Set task - Go through the listing and write out all of it exactly.

Input for this task -
▼

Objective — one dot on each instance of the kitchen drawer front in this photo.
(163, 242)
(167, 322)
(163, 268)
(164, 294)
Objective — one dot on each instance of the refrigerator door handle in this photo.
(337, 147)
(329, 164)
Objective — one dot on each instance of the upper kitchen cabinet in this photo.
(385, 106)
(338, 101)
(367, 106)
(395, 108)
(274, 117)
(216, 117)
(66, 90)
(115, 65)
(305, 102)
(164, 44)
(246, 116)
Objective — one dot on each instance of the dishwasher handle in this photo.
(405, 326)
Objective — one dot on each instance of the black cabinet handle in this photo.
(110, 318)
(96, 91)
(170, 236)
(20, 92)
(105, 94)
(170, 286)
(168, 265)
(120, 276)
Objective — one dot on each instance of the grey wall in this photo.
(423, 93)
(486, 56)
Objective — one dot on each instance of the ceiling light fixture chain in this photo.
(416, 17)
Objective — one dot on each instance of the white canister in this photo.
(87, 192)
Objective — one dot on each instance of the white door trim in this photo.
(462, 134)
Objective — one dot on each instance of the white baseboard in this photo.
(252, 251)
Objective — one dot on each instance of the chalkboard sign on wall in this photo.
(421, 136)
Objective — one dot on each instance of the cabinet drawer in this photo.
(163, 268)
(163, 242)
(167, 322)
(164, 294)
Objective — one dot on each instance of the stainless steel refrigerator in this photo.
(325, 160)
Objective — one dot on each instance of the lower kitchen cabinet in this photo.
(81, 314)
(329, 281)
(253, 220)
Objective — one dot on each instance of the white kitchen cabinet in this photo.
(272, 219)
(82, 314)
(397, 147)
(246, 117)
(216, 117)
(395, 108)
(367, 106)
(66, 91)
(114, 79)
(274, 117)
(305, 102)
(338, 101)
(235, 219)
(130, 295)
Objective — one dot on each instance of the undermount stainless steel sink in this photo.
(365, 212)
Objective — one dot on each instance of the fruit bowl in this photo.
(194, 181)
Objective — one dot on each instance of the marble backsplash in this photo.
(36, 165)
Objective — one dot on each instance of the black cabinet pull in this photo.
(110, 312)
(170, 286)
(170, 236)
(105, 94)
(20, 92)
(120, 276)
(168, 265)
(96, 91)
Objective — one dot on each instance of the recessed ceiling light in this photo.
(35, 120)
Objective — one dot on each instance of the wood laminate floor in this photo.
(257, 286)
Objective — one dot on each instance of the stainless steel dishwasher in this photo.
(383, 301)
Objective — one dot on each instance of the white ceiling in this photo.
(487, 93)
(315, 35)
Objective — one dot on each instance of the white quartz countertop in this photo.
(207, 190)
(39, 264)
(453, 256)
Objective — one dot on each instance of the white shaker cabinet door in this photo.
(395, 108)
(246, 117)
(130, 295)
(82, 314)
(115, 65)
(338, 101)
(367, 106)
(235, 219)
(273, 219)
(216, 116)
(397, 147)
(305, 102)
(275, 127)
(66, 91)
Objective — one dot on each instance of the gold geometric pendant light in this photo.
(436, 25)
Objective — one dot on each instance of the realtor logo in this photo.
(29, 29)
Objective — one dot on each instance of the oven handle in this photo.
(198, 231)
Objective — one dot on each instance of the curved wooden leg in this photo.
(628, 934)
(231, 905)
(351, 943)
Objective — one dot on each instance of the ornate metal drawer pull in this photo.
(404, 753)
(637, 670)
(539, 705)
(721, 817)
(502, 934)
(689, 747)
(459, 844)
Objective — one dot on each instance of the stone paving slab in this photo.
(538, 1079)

▲

Answer to this task -
Objective — one dot on each instance of the kitchen drawer front in this photo.
(163, 242)
(167, 322)
(163, 268)
(164, 294)
Objective — one dot on each instance of the refrigerator door handle in this photo.
(337, 147)
(329, 164)
Objective — one dot on each instance of the upper kitchen cabinet in this photo.
(385, 106)
(338, 101)
(367, 106)
(395, 108)
(274, 117)
(216, 117)
(66, 90)
(115, 65)
(305, 102)
(164, 44)
(246, 116)
Objective — one dot on each instance of the dishwasher handle in this photo.
(405, 326)
Objective — one dot on each instance of the black cabinet handle in this photo.
(110, 318)
(96, 91)
(170, 236)
(20, 92)
(105, 94)
(170, 286)
(168, 265)
(120, 276)
Objective — one dot on each instance of the grey wall in this photo.
(423, 93)
(486, 56)
Objective — one dot on each instance of the ceiling light fixture chain in this photo.
(416, 17)
Objective — one dot on each instance of the white canister in this photo.
(87, 192)
Objective — one dot on each instance of the white door trim in this photo.
(462, 134)
Objective — one dot on each instance of the white baseboard in this photo.
(252, 251)
Objective — one dot on each instance of the chalkboard sign on wall in this photo.
(421, 136)
Objective — one dot on each instance of the cabinet drawer in this photo.
(163, 268)
(163, 242)
(167, 322)
(164, 294)
Objective — one dot on each instance of the stainless steel refrigerator in this photo.
(325, 160)
Objective — one dot on each instance of the lower kitchen cabinet in this photo.
(81, 314)
(329, 281)
(253, 220)
Objective — one dot on each instance of the white kitchen cabinet in this photo.
(272, 219)
(82, 314)
(397, 147)
(246, 117)
(216, 117)
(395, 108)
(367, 106)
(66, 91)
(114, 79)
(274, 117)
(305, 102)
(338, 101)
(235, 219)
(130, 295)
Objective — one dot on each instance of the undermount stainless steel sink in this photo.
(365, 212)
Objective — one dot on each instance of the fruit bowl in this photo.
(194, 181)
Objective — one dot on each instance of the marble backsplash in this photo.
(36, 165)
Objective — one dot on each instance of the black cabinet pull in this photo.
(110, 312)
(170, 286)
(170, 236)
(105, 94)
(20, 92)
(120, 276)
(168, 265)
(96, 91)
Objective — one dot on each instance of the recessed ceiling light in this photo.
(35, 120)
Objective — one dot on each instance of the wood laminate floor in this photo.
(257, 286)
Objective — one dot on each instance of the stainless steel dishwasher in this photo.
(383, 301)
Objective — one dot on each instance of the white ceiling in this photo.
(487, 93)
(315, 35)
Objective — one dot on each instance of the white quartz countertop in this photo.
(207, 190)
(39, 264)
(453, 256)
Objective — one dot on each instance of the white shaker cabinet door in this photo.
(395, 108)
(246, 117)
(130, 295)
(82, 314)
(115, 65)
(338, 101)
(367, 106)
(235, 219)
(273, 219)
(216, 116)
(397, 147)
(305, 102)
(275, 127)
(66, 91)
Objective — one dot on each instance of the gold geometric pendant light in this photo.
(436, 25)
Objective — one dot on each instance of the realtor logo in this photo.
(29, 29)
Objective — one dot on each instance of the oven handle in this photo.
(198, 231)
Objective — one dot on each instance of the curved wooden leg in this photo.
(628, 934)
(231, 905)
(351, 943)
Objective — one dot on each instance of the ornate metal drawer pull in this photo.
(404, 753)
(637, 670)
(539, 705)
(721, 817)
(502, 934)
(689, 747)
(459, 844)
Objective — one dot on each instance of the stone paving slab in this photo.
(538, 1079)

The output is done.